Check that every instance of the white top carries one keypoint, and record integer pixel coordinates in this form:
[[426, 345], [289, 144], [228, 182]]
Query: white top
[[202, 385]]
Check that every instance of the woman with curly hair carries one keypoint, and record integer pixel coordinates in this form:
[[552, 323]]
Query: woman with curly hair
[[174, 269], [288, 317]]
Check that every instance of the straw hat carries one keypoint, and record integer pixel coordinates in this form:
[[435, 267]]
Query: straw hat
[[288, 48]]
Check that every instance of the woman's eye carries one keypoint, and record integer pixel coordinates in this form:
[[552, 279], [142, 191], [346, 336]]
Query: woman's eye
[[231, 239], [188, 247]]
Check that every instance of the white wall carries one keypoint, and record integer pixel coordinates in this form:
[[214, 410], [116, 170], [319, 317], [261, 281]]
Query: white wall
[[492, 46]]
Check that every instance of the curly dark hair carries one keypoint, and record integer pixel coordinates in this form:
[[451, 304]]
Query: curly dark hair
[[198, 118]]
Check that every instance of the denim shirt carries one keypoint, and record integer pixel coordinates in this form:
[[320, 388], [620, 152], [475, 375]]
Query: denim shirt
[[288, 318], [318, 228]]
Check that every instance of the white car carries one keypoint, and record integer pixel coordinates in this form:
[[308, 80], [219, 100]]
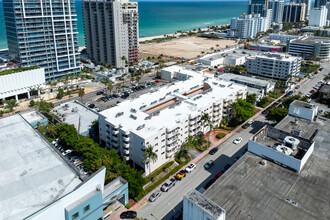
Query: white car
--
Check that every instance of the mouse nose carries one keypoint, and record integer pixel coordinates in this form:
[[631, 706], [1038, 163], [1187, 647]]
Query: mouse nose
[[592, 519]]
...
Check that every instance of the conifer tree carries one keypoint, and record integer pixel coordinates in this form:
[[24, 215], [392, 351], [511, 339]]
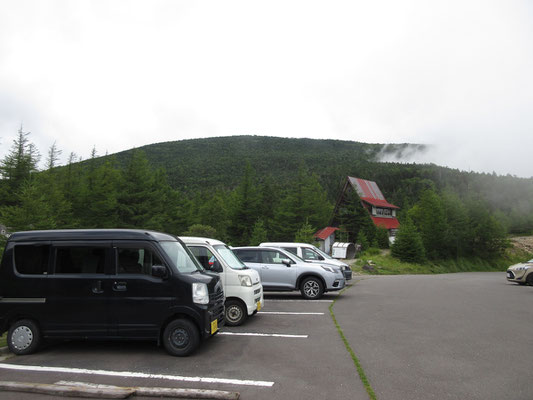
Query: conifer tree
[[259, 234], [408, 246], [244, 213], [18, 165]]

- Exercise brief: Within the listing above, copy exactly the lines that start at the one with "Check that every instance of the white car" and continue through the one with "Query: white car". Omit pictures.

- Result of the exercise:
Check that every instance of the white car carries one keypoint, and record integer pixel coordinates in this form:
[[308, 80], [219, 100]]
Query: white car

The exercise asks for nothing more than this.